== Work to complete ==
Using the records that appear below, write out exactly the lines from the one with "Target: train car body panel" through the one with "headlight in this photo.", keeping both end lines.

== Records supplied ==
##########
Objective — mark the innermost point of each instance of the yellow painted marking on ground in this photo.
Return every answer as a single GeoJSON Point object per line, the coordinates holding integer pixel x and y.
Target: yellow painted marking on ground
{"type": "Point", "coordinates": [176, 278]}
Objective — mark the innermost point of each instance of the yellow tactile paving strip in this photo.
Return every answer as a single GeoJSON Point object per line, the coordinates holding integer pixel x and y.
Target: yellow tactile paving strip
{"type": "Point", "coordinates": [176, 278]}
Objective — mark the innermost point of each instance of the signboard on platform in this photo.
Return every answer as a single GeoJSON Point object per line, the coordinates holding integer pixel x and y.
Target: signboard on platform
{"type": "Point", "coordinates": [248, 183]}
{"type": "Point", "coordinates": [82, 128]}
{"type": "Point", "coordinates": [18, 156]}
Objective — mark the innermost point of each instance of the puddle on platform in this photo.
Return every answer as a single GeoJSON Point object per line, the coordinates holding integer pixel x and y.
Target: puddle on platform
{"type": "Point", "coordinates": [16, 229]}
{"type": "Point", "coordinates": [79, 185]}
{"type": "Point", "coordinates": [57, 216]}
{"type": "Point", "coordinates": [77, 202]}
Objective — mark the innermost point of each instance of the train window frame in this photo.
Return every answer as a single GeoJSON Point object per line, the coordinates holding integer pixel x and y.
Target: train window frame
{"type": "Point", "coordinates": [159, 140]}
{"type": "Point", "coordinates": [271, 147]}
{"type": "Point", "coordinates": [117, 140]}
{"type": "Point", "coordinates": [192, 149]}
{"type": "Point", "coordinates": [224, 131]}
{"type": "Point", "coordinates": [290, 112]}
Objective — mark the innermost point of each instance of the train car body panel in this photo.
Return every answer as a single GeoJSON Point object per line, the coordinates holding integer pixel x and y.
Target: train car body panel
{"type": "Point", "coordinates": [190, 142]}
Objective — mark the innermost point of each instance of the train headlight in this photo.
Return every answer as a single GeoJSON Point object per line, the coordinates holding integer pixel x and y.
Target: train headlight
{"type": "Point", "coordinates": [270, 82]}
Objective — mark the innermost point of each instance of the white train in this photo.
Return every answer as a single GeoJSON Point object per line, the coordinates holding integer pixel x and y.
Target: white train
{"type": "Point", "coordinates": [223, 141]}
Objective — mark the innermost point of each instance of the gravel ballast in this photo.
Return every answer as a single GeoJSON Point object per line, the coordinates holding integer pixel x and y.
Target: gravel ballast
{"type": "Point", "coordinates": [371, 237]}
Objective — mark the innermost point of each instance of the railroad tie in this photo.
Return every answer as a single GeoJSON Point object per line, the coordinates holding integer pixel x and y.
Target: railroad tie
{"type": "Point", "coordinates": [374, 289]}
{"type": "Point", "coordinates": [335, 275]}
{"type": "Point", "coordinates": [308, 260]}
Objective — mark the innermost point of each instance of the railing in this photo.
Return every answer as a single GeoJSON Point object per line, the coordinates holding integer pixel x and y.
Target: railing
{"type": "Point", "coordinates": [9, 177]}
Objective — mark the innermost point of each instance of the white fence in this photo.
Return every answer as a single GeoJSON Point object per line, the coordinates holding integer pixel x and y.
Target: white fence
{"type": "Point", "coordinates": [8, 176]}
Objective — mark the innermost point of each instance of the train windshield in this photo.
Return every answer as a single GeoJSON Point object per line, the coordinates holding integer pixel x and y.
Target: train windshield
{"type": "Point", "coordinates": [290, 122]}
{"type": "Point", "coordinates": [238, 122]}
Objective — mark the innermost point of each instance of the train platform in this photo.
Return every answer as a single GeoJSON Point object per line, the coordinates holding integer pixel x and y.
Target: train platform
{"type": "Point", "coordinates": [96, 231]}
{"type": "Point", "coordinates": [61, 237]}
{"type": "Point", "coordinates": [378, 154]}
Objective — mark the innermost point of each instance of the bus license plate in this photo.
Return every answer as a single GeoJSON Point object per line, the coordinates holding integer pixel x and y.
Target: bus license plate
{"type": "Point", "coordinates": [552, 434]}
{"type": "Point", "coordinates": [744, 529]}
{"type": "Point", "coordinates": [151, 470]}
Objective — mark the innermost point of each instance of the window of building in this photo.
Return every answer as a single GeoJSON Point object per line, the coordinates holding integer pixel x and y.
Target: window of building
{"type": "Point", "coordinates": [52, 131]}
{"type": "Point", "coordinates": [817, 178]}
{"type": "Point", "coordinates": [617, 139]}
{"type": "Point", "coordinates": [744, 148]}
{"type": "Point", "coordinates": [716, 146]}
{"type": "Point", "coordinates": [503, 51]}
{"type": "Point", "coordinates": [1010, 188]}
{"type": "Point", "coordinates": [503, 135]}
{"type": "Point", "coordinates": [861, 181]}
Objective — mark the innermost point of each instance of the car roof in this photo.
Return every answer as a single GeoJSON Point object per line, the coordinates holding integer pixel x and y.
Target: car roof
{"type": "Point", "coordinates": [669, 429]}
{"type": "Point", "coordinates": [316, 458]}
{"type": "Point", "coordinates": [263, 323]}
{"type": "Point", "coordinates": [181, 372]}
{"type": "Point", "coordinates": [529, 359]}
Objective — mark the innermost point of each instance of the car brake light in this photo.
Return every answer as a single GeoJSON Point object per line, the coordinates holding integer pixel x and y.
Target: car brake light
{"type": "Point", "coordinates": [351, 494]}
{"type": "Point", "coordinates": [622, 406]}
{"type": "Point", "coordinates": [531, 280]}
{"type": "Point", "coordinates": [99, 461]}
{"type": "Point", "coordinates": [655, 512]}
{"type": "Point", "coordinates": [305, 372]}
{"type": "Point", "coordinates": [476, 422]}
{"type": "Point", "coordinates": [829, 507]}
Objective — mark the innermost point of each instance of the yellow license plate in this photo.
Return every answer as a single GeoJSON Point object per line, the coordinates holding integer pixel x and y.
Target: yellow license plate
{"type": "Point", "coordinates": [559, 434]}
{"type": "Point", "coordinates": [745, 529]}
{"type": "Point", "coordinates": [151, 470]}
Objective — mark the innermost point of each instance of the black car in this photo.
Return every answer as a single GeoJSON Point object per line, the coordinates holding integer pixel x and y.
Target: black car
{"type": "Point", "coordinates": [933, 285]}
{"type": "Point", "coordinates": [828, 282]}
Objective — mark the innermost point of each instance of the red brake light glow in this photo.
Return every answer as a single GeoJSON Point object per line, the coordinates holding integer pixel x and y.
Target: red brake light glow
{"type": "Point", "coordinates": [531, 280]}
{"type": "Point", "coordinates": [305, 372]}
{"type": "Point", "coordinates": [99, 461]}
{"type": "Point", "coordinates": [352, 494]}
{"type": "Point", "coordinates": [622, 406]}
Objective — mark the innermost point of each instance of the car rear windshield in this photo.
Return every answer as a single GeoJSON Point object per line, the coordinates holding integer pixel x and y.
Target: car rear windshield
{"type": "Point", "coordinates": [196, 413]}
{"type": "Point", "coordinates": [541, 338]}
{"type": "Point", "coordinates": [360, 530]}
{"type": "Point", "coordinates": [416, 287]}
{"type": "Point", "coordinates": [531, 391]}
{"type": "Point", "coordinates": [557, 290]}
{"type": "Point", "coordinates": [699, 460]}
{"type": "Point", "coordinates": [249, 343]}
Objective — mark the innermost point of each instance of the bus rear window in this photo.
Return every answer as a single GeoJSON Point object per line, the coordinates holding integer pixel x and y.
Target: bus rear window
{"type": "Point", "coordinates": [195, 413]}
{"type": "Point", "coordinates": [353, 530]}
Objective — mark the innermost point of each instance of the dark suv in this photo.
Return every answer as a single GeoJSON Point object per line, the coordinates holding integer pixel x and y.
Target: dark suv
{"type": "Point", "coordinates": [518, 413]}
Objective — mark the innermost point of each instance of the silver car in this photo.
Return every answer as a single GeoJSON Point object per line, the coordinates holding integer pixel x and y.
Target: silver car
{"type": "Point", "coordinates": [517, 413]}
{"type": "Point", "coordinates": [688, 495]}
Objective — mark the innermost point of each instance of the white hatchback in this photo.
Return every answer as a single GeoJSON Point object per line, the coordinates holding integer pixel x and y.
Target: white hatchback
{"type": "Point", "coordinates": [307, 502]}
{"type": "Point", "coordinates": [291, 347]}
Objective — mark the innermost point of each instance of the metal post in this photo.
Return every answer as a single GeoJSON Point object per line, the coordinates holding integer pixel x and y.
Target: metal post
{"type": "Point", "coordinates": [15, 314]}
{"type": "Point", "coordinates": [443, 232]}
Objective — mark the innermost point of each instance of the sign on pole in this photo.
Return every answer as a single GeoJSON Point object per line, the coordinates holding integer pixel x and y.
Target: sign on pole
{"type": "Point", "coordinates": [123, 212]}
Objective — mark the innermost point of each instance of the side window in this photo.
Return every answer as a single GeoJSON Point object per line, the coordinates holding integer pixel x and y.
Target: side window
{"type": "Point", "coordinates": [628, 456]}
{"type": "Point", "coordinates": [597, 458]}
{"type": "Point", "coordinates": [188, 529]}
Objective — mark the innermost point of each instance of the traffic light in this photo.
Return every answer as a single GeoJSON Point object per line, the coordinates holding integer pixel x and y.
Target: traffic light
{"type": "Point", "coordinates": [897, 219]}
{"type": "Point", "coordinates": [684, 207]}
##########
== Reply to the task ==
Target: train car body panel
{"type": "Point", "coordinates": [190, 142]}
Objective — mark the innermost point of each instance of the train headlight in this photo.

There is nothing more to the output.